* Input material *
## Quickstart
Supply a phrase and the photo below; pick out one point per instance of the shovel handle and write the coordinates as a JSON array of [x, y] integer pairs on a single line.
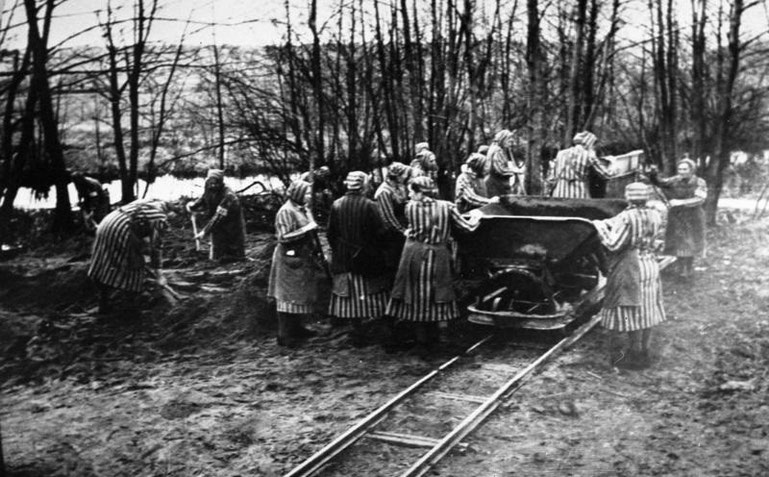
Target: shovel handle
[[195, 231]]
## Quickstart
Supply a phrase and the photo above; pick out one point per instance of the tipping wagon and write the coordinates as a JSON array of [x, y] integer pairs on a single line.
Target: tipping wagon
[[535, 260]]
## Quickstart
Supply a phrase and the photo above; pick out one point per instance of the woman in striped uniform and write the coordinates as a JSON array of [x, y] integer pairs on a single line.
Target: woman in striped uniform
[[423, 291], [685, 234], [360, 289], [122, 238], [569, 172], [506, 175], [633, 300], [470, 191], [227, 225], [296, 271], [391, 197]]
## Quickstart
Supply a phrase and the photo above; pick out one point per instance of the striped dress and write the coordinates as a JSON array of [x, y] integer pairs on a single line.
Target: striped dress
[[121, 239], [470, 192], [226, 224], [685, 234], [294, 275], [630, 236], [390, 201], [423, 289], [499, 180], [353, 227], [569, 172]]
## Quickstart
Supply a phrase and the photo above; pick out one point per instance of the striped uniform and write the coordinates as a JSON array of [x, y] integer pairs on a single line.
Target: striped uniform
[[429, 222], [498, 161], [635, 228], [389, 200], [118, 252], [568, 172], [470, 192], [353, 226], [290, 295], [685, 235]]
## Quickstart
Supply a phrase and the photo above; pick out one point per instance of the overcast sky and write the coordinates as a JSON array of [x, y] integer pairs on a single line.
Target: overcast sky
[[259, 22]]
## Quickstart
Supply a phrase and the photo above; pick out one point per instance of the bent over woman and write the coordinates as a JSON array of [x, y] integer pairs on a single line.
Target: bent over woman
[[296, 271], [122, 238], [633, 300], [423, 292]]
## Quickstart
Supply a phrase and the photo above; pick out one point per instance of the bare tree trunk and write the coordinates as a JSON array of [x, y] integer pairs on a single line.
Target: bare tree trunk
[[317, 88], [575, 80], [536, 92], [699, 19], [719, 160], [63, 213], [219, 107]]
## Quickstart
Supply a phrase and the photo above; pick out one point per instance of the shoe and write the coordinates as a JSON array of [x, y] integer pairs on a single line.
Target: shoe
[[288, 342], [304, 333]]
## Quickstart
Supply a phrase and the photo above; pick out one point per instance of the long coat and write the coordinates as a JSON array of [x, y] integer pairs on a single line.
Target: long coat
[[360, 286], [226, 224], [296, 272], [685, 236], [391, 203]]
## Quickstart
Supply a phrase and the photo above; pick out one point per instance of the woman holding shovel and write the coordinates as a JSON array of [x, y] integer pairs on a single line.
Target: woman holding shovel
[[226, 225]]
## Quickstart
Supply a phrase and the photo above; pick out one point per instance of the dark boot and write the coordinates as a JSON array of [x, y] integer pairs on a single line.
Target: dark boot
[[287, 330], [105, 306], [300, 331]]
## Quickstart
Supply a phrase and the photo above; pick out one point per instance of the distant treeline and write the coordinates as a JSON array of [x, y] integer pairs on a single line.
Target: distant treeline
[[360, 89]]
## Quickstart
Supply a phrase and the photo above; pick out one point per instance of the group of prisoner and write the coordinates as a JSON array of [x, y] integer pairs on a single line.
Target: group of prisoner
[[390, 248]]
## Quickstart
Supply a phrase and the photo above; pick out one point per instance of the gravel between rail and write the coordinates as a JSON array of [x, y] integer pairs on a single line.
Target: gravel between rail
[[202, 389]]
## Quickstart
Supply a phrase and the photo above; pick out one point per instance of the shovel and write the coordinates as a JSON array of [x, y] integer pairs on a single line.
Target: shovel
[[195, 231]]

* Set exercise *
Add 150 to each coordinate in the answers, then write out again everything from the start of the rows through the line containing "[[535, 260]]", with both ends included and the requests kept as well. Leave the pictures out.

* Result for this exercise *
## Quickstart
Supply a phrase and the photo below; pick out one point per instance of the shovel handle and write the coordinates as a JSON array of [x, y] integer pairs on a single line.
Target: shovel handle
[[345, 381]]
## Quickstart
Supply a phrase and the photo above; pick out one point per instance of the tipping wagon and write the coordinates as a JSON array of [x, y] integer pairs on a single line.
Target: tipping wagon
[[685, 410]]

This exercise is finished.